### Task requirements
According to the news report on Bishop Berkley and Sunday school, what was the theme of the 151st Synod of the Anglican Diocese of Trinidad and Tobago?

::: Document extract :::

Bishop: Sunday school can save young men

The content originally appeared on: Trinidad and Tobago Newsday

Anglican Bishop Claude Berkley. – File photo

ANGLICAN Bishop Claude Berkley believes having more young men in Sunday school could alter mindsets of coming generations and help to change Trinidad and Tobago.

Berkley made the suggestion at the opening service of the 151st Synod of the Anglican Diocese of Trinidad and Tobago held at St Paul’s Anglican Church, Harris Promenade, San Fernando on June 5.

The synod is a special council of members of a church which meets regularly to discuss religious issues.

This was one of several suggestions given by Berkley in response to the practical things the church could do as an answer to the number of problems the country currently faces.

The synod ran from June 5-8. Its theme was Reimagining mission: Changing the paradigm.

Chief Justice Ivor Archie, former President Paula-Mae Weekes and Police Commissioner Erla Harewood-Christopher were among the guests at the opening service.

The synod must speak to any known areas of weakness and strive to put policies in place to guide the process of a strong discipleship and maximum output, Berkley said.

He said there was an ongoing list of issues that reoccur: disrespect for office and authority, the constitution, canons and regulations; increasing decline in volunteerism; self hate; deep distrust and subversion; unrealistic expectations and application; diminishing commitment and loyalty; a determined and shameless undermining of institutional principles and a tendency to promote form over substance.

“But the synod must also consider how the church can assist the State in many battles which affect us all as a nation.

“What input can we make?” he said.

The brazen character of criminal assaults even in public institutions took crime and violence to another level, Berkley added.

::: Given information :::

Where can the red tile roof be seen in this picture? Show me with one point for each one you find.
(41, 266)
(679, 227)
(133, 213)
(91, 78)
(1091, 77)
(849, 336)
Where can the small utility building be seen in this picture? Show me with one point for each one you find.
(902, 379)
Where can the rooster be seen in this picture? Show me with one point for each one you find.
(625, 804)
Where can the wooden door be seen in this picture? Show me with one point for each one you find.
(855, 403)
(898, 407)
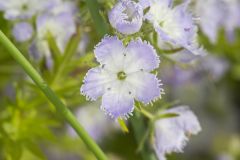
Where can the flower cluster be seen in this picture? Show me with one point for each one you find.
(35, 20)
(125, 74)
(171, 134)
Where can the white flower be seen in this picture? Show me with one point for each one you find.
(172, 134)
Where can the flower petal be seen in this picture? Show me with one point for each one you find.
(117, 102)
(95, 83)
(110, 52)
(126, 16)
(145, 86)
(140, 56)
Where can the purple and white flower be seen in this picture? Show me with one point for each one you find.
(174, 25)
(215, 14)
(172, 134)
(126, 17)
(22, 31)
(96, 124)
(123, 76)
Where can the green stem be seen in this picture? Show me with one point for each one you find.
(68, 54)
(140, 130)
(61, 108)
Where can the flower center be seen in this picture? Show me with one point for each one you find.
(121, 75)
(24, 7)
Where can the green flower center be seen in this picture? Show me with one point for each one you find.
(121, 75)
(24, 7)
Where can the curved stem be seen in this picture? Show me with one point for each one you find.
(61, 108)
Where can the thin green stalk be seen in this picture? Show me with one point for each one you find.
(140, 130)
(61, 108)
(68, 54)
(98, 20)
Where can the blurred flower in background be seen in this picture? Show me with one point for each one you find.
(198, 43)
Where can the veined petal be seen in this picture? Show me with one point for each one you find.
(146, 86)
(95, 83)
(126, 16)
(187, 120)
(140, 55)
(117, 102)
(110, 52)
(22, 31)
(171, 134)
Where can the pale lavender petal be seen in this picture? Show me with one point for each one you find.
(146, 87)
(171, 134)
(109, 51)
(144, 3)
(117, 104)
(126, 17)
(140, 56)
(22, 31)
(94, 83)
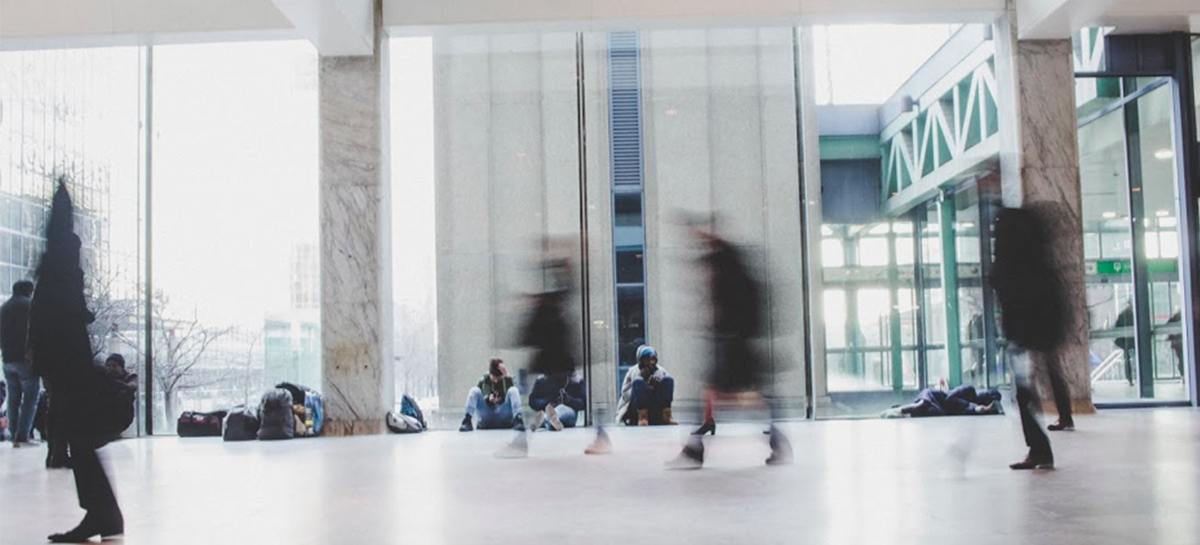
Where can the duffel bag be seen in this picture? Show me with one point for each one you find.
(241, 424)
(195, 424)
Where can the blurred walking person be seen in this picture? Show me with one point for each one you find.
(61, 352)
(1035, 317)
(24, 387)
(547, 333)
(736, 321)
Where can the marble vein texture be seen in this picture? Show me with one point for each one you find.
(352, 245)
(1049, 147)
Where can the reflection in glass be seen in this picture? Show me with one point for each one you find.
(75, 113)
(235, 294)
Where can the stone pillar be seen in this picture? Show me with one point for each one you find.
(355, 265)
(508, 179)
(1039, 163)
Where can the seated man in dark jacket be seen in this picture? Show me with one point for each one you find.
(495, 401)
(557, 400)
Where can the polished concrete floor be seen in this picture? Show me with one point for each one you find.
(1125, 477)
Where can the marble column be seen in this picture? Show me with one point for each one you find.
(1039, 163)
(355, 265)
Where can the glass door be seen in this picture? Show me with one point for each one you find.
(1131, 209)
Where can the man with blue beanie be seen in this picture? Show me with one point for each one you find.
(647, 391)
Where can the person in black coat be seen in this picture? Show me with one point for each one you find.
(1035, 316)
(61, 352)
(737, 319)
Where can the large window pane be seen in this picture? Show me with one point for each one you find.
(235, 223)
(75, 113)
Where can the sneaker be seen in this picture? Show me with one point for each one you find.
(517, 448)
(1031, 462)
(539, 419)
(1069, 425)
(552, 414)
(780, 449)
(601, 444)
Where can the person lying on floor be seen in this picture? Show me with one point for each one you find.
(557, 399)
(942, 402)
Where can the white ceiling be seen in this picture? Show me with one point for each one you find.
(336, 27)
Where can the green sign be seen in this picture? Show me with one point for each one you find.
(1122, 267)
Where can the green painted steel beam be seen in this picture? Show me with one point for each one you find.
(951, 288)
(895, 331)
(844, 148)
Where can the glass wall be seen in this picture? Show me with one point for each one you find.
(413, 245)
(903, 238)
(235, 261)
(75, 113)
(1131, 239)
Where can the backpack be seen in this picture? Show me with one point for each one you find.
(408, 407)
(275, 415)
(313, 407)
(109, 403)
(402, 423)
(241, 424)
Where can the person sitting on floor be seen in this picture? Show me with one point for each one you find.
(647, 393)
(495, 401)
(557, 399)
(942, 402)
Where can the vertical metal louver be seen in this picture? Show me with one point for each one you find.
(625, 108)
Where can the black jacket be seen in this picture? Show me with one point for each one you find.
(15, 328)
(547, 390)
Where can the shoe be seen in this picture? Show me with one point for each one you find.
(690, 457)
(707, 427)
(780, 449)
(1069, 425)
(517, 448)
(1032, 462)
(552, 414)
(539, 419)
(87, 529)
(601, 444)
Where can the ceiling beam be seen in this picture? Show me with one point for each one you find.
(336, 28)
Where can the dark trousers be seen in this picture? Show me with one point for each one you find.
(91, 483)
(1128, 354)
(1030, 406)
(1059, 387)
(55, 426)
(1030, 403)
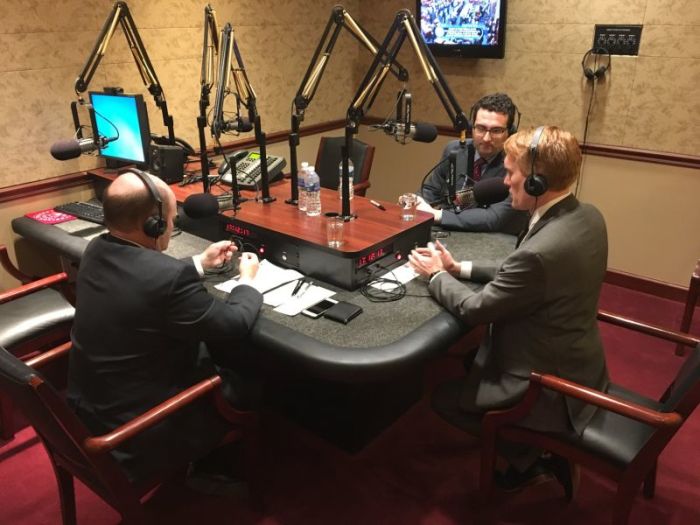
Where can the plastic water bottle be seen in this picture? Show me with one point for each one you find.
(351, 173)
(313, 193)
(301, 185)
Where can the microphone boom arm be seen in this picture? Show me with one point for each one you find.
(339, 19)
(245, 95)
(404, 25)
(121, 15)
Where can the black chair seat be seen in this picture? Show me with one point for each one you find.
(614, 437)
(29, 317)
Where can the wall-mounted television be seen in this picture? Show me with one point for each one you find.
(464, 28)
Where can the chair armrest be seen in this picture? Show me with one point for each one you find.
(111, 440)
(26, 289)
(649, 329)
(498, 418)
(49, 356)
(11, 268)
(612, 403)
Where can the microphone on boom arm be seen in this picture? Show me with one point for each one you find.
(401, 128)
(73, 148)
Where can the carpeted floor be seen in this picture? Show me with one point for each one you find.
(419, 471)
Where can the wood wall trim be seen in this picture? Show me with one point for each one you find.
(282, 136)
(29, 189)
(600, 150)
(646, 285)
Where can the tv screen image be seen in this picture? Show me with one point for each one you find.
(468, 28)
(123, 116)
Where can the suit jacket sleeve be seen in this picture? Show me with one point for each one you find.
(517, 289)
(435, 187)
(193, 312)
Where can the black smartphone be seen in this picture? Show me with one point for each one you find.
(317, 309)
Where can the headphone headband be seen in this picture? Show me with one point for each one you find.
(535, 183)
(153, 226)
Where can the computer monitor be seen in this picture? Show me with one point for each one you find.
(122, 117)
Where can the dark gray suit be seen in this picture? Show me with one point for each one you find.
(141, 317)
(498, 217)
(541, 307)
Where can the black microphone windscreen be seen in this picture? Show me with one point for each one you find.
(424, 132)
(201, 205)
(66, 149)
(244, 125)
(490, 191)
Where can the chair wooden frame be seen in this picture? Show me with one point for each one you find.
(36, 344)
(91, 461)
(641, 470)
(361, 178)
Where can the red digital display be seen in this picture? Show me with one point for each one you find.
(237, 229)
(373, 256)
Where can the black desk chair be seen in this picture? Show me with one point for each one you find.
(33, 318)
(328, 159)
(625, 437)
(74, 452)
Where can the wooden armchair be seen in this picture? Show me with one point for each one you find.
(625, 437)
(75, 453)
(329, 156)
(33, 317)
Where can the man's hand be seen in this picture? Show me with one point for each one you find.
(448, 262)
(424, 206)
(426, 261)
(217, 254)
(248, 267)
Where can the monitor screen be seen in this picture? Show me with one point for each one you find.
(124, 118)
(464, 28)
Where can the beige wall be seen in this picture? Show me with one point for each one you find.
(45, 44)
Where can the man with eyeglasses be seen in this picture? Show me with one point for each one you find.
(493, 118)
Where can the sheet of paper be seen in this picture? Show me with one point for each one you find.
(403, 274)
(269, 276)
(311, 296)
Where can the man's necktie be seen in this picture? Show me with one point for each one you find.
(478, 166)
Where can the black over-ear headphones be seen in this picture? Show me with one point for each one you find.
(596, 71)
(535, 183)
(154, 226)
(513, 116)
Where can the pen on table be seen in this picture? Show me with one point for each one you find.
(297, 287)
(305, 288)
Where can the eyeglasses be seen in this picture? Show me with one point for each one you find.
(495, 132)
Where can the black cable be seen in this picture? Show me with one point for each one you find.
(591, 100)
(377, 295)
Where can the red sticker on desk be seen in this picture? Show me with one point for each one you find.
(49, 216)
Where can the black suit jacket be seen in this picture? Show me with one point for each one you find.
(141, 317)
(498, 217)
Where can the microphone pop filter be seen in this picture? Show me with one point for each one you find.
(66, 149)
(201, 205)
(490, 191)
(424, 132)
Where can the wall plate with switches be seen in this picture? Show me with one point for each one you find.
(618, 39)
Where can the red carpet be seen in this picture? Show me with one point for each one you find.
(420, 471)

:::

### Written answer
Reimagining mission: Changing the paradigm.